GIVEN PASSAGE:
● ● ●
Last, Marketing Mix to be worked out. It indicated all the parts which will be emphasized in an organization’s promotional message, traditionally this has been defined in commercial marketing by the 4Ps Model (Products, Price, Promotion and Place) (Bush and Bell, 2002, p249). The Product is comprised of decisions about the product’s design, brand name, package and the like. The Price is concerned with both base price and various discount (Pride et al, 2009, p348). The Promotion focus on plans and programmes that drive demands, interests and actions and communicate to customers or potential ones. The Place should portray the products’s intended movement to the end customers and avoid any latent conflicts or confusions (Haines, 2008, p403-404). A firm can vary its marketing mix by changing one or more of elements, for example, it may use one marketing mix to reach a particular target market and different mix to reach another, anyway, the most principle is to keep a balance across and between all marketing mix elements.

Section Three Analysis and Discussion

3.1 Haier and European Retail Electrical Equipment Market

Unlike in the US, where ‘Haier America’ is in charge of all functions and sells full products portfolio under one roof. In Europe, Haier had established a bunch of different sales offices: Haier Europe Trading, based in Italy, sell Haier white goods into Europe; Haier Electronic Europe is responsible for Haier audio-video and mobile phones; Haier A/C Europe trade Haier air conditioners through separate subsidiaries located in Spain, Italy and UK (Bell, 2008, p183). Undoubtedly, this makes Haier Europe’s operations relatively dispersed, which scattered consumers’s holistic and unified impression on it. At the same time, owing to European market’s global marketing segmentation, the presence of more than 100 competitors making the appliance industry in the market is highly fragmented and highly competitive (Keegan, 2001, p191). Haier has to face the threats not only from those famous such as U.S. brands General Electric, Whirlpool and Asian Sony and Samsung etc., but also from the domestic manufacturers like Changhong and Hisense, particularly the U.S. brands. European remains the largest buyer of American-made electrical machinery and parts (Black Enterprise, 1989, 172). However, there rarely exist comparison behaviors among the European electrical equipment consumers; in the case of some German middle-class families, they just enjoy the televisions, model and style of which are both common. So their custom that do not chase fashion form the unique features of European home appliances market (Sina, 2005).

3.1.1 External Environment Factors of Haier in Europe

PEST analysis can help to develop a view of the external opportunities and threats(OT) facing Haier Europe (Henry, 2008, p61). Firstly, the political influence. No matter how multinational corporations is transnational, it can not really step over the country-of-origin issue. As far as Europeans are concerned, Haier Europe is still a Chinese company. With a series of overseas mergers and acquisitions, Haier is going toward to the internationalization, but it suffers interference from the host countries, who use government power to intervene in the foreign business’s mergers and acquisitions to domestic enterprises, or setting a variety of political obstacles to ensure the foreign players do not obtain a dominant position or abuse their market share thus protecting domestic enterprises, political and economic security (Arup, 2002, p75). For instance, both the bank and government would intervene to protect German firms from foreign takeovers (Safarian, 1993, p326). Haier’s increasingly expanded M & A make European countries shocked even panic, and they throw great difficulties in the achievement of Haier’s internationalization.
● ● ●
EXTRACTED INFORMATION:
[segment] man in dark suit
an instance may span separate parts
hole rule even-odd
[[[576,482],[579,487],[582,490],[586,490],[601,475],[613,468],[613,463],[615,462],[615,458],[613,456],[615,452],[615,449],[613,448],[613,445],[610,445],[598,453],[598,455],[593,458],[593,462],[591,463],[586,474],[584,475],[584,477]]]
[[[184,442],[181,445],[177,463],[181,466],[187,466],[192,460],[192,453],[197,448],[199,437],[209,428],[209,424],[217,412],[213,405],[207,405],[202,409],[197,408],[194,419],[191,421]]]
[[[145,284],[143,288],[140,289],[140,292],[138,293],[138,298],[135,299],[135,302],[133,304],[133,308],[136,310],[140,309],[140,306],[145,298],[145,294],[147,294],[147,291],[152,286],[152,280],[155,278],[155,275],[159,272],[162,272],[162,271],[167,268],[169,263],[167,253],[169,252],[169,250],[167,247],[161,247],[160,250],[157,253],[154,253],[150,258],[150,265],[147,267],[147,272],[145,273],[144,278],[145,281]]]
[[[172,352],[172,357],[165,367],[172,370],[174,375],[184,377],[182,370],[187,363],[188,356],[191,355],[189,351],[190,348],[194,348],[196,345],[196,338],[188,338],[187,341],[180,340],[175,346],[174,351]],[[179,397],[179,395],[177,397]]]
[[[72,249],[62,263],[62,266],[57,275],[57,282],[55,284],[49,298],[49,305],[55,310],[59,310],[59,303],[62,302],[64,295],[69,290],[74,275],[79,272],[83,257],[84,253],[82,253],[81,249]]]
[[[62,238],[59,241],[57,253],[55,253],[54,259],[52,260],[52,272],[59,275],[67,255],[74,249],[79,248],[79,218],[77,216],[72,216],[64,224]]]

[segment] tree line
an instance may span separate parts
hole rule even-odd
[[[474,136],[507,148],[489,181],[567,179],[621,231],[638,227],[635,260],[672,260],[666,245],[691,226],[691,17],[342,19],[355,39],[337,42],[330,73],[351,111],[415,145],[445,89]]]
● ● ●
WHAT IS NEEDED: In the passage on Haier in Europe, which unit sells Haier air conditioners, and in which countries are its subsidiaries located?

ANSWER TO THE PROBLEM: Haier A/C Europe sells them through separate subsidiaries located in Spain, Italy and the UK.